Thursday, 24 October 2013

Transfer Paint

Finally managed to have a Trident meeting with my friends Jean and Jackie.  I'm really struggling health-wise but it has been such an enjoyable  day I don't care. We had decided to have a play with transfer paints today. These have been around for many years, in fact Jean had some in her stash that were over 20 years old. We also had some of the latest versions to use and compare.
I'm still in herbal mode so I slanted my experiments towards ways of producing yet another sub layer for my work.

I was looking for ways to make a subtle print that could take further work on top.

This method may crop up in my next piece of work only it needs to be toned down to just a whisper instead of a shout.
It was good to catch up and talk about exhibitions and contacts, we are building quite a network of crafters and textilers in this area.
I'm going to attempt an outing to Grantham Museum on Saturday to see the Guild exhibition, I hope it is still on.

We ended the day with some thread dyeing, I said I would leave them to take overnight, I don't know if I can last that long!  ( I can't).

Sunday, 20 October 2013

Tarnished Stitches

I've missed a Guild meeting or two lately and one I really wanted to attend was Alysn Midgelow Marsden's Tarnished Stitches workshop. However my good friend Biddy bought me the kit round with written instructions on how to use it.

> _What is needed_:
Reproduce the craft blog entries above word for word, keeping every line and punctuation mark unchanged.

> _Supplied records_:

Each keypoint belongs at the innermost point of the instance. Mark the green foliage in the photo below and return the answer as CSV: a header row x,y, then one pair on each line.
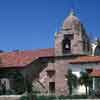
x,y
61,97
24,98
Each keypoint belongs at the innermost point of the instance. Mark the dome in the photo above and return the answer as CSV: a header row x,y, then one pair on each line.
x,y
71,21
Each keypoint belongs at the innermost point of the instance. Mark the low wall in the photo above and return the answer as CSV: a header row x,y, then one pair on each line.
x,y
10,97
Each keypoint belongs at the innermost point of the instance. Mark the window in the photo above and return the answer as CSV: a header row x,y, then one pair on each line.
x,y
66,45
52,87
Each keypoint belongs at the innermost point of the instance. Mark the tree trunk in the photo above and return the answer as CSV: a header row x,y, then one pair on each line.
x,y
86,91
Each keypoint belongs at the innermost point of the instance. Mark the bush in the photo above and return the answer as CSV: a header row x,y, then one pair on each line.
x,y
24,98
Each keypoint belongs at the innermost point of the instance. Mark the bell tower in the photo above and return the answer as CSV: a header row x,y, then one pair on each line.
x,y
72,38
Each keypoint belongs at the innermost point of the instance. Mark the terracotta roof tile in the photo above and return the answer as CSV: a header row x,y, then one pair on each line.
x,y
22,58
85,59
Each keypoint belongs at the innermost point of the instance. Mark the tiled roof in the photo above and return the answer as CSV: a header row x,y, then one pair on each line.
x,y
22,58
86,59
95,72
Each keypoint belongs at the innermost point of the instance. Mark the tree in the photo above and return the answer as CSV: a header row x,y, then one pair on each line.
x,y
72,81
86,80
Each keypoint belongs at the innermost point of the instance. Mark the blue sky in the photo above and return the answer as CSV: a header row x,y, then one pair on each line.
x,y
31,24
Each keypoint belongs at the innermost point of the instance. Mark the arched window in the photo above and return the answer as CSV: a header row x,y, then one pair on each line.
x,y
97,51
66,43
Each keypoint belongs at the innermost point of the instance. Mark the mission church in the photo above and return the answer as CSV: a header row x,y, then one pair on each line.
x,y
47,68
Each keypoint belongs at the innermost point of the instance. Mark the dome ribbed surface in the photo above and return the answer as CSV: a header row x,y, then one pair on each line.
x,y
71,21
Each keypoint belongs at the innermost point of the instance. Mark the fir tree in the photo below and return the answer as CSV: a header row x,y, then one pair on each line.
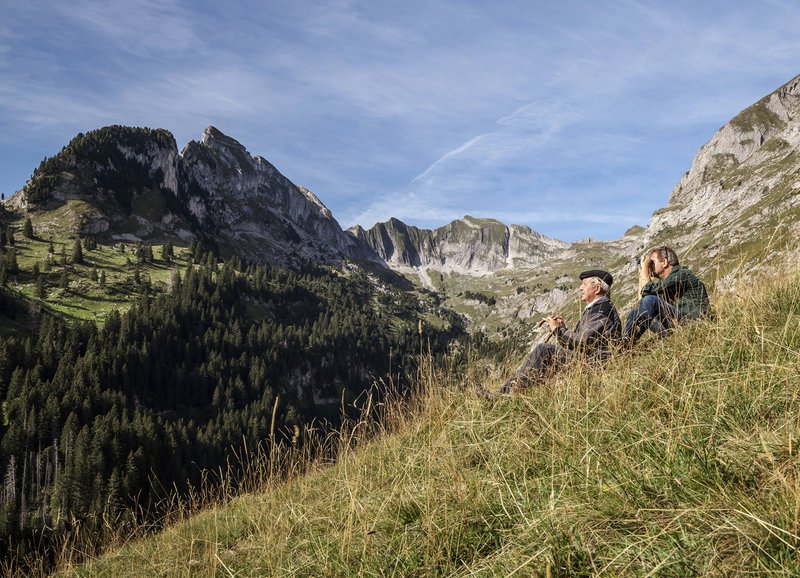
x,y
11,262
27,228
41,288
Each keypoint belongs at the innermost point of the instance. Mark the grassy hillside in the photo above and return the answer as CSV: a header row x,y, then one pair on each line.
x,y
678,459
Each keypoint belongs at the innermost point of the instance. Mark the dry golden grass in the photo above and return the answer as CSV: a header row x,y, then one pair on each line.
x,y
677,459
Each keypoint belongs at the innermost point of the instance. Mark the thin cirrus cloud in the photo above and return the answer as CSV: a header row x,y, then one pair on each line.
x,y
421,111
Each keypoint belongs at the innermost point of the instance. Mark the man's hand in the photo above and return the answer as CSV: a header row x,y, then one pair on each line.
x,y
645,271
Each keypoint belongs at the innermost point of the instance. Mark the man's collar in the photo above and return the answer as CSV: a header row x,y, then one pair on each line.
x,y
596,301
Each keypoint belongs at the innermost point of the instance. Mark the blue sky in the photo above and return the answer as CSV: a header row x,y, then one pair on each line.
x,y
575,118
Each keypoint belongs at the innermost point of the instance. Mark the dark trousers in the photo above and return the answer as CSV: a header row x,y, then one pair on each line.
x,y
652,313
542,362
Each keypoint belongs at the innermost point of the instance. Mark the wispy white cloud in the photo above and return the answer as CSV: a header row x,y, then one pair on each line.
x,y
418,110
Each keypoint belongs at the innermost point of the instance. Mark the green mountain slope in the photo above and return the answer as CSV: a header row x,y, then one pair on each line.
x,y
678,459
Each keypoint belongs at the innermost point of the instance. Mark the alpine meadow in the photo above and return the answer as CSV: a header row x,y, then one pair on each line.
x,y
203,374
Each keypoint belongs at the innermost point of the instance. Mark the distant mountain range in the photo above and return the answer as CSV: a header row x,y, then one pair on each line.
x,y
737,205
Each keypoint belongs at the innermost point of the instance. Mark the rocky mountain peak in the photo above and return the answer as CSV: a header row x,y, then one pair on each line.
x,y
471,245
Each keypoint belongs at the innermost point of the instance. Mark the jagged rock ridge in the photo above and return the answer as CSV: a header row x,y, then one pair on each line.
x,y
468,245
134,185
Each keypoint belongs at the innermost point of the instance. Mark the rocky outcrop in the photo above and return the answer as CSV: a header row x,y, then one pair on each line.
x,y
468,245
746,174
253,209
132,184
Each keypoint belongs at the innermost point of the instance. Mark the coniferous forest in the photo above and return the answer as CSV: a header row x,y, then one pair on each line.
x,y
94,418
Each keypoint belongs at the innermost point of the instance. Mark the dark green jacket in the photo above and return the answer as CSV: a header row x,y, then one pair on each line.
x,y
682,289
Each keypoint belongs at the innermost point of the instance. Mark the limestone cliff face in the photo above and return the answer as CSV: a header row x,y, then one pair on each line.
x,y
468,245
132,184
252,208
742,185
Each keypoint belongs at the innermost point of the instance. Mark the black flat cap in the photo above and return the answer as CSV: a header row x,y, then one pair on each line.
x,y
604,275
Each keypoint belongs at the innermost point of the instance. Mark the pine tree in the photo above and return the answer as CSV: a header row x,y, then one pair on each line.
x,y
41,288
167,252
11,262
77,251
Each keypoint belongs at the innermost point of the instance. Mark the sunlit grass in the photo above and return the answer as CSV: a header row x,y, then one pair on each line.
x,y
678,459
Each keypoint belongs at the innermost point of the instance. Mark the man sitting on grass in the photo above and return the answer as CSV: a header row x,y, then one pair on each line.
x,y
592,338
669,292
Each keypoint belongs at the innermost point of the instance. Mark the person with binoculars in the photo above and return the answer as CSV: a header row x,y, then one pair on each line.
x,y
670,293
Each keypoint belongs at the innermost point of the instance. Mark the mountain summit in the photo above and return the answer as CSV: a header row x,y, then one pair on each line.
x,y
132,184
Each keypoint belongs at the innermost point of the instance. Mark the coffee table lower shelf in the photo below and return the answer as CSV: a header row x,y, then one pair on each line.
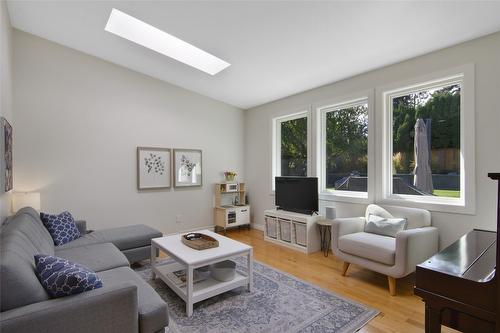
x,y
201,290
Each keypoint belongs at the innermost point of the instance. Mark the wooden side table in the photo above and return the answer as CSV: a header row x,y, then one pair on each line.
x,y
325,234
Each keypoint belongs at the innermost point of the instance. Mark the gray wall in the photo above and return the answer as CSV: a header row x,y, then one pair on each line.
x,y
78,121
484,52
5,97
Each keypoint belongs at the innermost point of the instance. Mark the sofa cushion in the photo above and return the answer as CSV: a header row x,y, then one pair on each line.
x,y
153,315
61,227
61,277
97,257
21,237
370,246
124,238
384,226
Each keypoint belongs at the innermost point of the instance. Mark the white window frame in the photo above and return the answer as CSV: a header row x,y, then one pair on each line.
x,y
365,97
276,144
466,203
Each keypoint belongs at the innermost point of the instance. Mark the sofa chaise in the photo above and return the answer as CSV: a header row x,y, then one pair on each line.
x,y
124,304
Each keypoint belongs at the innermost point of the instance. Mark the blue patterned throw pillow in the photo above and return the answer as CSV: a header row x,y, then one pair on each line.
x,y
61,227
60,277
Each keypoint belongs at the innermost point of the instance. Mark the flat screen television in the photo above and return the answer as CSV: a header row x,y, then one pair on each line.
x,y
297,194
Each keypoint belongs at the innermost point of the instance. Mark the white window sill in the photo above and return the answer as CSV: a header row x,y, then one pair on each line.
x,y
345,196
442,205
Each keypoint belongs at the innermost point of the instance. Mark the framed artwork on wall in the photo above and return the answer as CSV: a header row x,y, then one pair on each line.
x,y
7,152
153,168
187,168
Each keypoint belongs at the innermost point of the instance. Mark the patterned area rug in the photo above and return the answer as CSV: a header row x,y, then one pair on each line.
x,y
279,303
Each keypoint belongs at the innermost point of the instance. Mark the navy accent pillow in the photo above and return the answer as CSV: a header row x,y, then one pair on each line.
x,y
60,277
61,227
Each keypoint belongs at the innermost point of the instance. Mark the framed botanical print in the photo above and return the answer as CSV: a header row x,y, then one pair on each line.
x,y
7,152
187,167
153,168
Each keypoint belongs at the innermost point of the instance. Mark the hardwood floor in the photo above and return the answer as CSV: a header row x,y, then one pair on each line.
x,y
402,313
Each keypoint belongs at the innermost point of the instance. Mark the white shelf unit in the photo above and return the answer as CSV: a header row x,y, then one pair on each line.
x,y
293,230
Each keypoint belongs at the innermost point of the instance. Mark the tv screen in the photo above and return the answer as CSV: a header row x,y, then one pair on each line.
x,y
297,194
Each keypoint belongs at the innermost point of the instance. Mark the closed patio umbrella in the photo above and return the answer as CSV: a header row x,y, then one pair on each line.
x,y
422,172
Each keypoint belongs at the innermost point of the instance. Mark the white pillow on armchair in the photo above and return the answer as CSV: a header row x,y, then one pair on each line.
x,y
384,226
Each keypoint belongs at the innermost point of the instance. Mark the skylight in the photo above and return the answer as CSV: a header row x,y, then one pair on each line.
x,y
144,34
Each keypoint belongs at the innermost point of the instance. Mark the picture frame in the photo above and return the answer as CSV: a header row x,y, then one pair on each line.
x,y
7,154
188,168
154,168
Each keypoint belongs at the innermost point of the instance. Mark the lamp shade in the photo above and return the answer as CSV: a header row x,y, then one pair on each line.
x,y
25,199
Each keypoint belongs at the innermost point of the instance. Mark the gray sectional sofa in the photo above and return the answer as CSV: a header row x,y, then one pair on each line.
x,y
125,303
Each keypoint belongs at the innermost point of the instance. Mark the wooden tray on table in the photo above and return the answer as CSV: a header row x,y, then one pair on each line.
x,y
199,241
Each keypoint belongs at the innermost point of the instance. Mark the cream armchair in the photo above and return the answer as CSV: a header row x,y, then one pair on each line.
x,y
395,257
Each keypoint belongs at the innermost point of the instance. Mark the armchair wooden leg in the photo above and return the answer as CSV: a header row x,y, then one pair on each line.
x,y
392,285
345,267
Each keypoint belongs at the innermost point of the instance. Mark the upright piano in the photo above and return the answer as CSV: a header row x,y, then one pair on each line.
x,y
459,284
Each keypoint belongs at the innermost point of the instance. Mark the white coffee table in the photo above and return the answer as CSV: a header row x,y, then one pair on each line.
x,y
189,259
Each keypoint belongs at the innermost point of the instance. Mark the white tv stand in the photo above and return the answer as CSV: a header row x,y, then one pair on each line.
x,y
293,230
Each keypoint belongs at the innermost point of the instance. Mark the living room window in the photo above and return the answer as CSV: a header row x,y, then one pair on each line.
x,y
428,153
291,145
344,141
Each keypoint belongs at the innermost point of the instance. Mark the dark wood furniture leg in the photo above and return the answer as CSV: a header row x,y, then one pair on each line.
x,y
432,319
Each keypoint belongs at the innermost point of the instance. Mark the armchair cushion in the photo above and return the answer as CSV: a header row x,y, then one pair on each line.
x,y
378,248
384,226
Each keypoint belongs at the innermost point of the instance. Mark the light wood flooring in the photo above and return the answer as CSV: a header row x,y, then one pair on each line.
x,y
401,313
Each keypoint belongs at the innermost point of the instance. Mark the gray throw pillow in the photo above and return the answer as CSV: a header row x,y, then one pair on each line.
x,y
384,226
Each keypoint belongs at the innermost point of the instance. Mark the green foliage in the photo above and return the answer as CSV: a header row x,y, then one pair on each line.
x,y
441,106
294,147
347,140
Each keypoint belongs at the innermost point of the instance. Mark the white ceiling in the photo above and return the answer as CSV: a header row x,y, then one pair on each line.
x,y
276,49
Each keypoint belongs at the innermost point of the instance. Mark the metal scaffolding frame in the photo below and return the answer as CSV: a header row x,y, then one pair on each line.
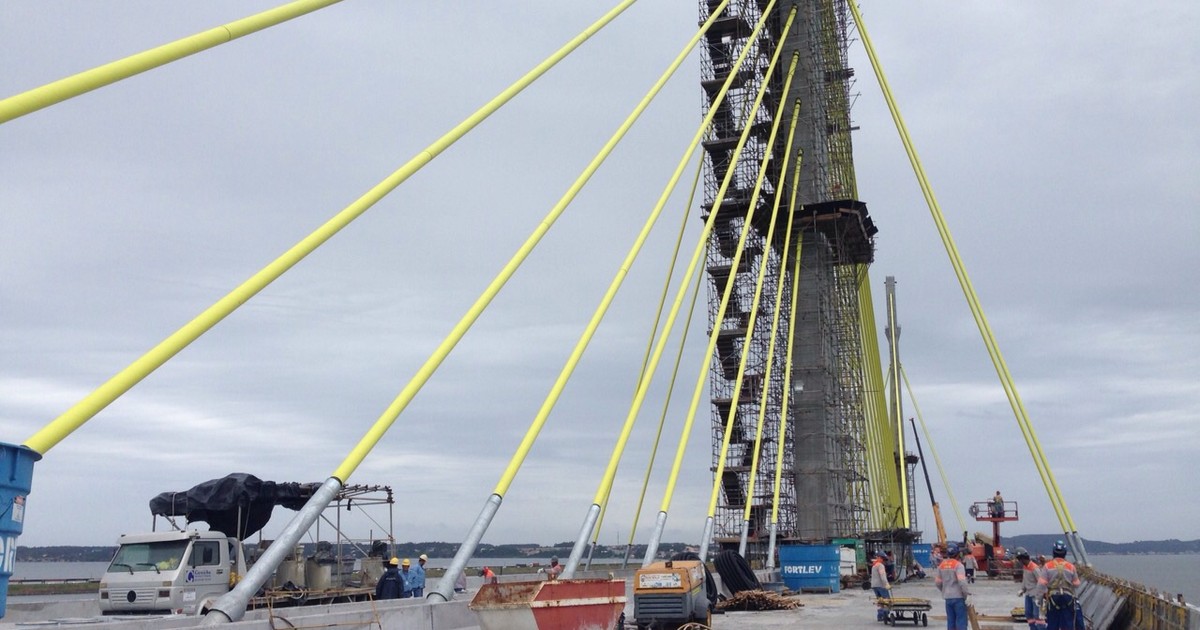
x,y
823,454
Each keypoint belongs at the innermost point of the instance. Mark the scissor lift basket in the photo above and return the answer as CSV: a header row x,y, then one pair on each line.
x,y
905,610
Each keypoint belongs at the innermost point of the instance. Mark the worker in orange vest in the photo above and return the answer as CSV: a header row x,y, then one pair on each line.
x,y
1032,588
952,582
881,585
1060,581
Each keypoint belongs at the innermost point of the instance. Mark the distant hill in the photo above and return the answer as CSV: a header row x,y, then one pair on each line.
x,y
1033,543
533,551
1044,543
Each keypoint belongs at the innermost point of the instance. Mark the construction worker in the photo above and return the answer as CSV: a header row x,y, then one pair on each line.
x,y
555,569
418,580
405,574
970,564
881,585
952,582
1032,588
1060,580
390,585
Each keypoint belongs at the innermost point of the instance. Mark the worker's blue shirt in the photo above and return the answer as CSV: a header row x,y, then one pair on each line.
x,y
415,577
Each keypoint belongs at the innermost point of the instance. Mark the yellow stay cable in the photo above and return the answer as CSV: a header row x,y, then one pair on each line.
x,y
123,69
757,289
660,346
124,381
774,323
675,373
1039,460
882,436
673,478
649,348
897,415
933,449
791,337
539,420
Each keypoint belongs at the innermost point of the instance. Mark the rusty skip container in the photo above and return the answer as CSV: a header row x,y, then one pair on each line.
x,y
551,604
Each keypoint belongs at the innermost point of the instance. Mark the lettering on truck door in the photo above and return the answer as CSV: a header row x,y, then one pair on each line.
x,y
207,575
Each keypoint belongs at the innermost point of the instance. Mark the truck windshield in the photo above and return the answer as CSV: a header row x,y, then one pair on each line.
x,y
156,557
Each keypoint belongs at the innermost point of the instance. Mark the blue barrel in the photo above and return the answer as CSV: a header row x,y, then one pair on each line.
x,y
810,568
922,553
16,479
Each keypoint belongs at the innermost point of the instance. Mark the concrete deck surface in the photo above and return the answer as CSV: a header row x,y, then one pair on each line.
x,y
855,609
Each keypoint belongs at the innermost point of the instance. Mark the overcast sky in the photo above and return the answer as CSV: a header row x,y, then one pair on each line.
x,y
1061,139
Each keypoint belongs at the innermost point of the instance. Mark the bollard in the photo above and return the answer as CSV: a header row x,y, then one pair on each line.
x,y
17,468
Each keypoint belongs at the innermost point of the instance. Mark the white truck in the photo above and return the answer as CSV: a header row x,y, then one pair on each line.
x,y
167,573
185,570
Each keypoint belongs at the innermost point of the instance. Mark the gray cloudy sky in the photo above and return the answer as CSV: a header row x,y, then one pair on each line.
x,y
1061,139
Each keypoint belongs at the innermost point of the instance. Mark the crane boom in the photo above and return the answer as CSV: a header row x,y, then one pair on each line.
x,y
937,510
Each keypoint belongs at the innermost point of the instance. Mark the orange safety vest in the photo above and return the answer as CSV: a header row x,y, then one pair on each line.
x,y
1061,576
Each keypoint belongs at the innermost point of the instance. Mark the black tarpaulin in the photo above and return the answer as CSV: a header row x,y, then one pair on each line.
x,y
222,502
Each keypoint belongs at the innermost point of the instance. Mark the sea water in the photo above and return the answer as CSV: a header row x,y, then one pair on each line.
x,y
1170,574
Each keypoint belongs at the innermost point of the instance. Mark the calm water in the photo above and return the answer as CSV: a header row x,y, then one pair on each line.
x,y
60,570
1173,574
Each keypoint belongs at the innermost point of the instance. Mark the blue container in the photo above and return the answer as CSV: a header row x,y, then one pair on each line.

> _Written solution_:
Thursday, 24 October 2013

Transfer Paint

Finally managed to have a Trident meeting with my friends Jean and Jackie.  I'm really struggling health-wise but it has been such an enjoyable  day I don't care. We had decided to have a play with transfer paints today. These have been around for many years, in fact Jean had some in her stash that were over 20 years old. We also had some of the latest versions to use and compare.
I'm still in herbal mode so I slanted my experiments towards ways of producing yet another sub layer for my work.

I was looking for ways to make a subtle print that could take further work on top.

This method may crop up in my next piece of work only it needs to be toned down to just a whisper instead of a shout.
It was good to catch up and talk about exhibitions and contacts, we are building quite a network of crafters and textilers in this area.
I'm going to attempt an outing to Grantham Museum on Saturday to see the Guild exhibition, I hope it is still on.

We ended the day with some thread dyeing, I said I would leave them to take overnight, I don't know if I can last that long!  ( I can't).

Sunday, 20 October 2013

Tarnished Stitches

I've missed a Guild meeting or two lately and one I really wanted to attend was Alysn Midgelow Marsden's Tarnished Stitches workshop. However my good friend Biddy bought me the kit round with written instructions on how to use it.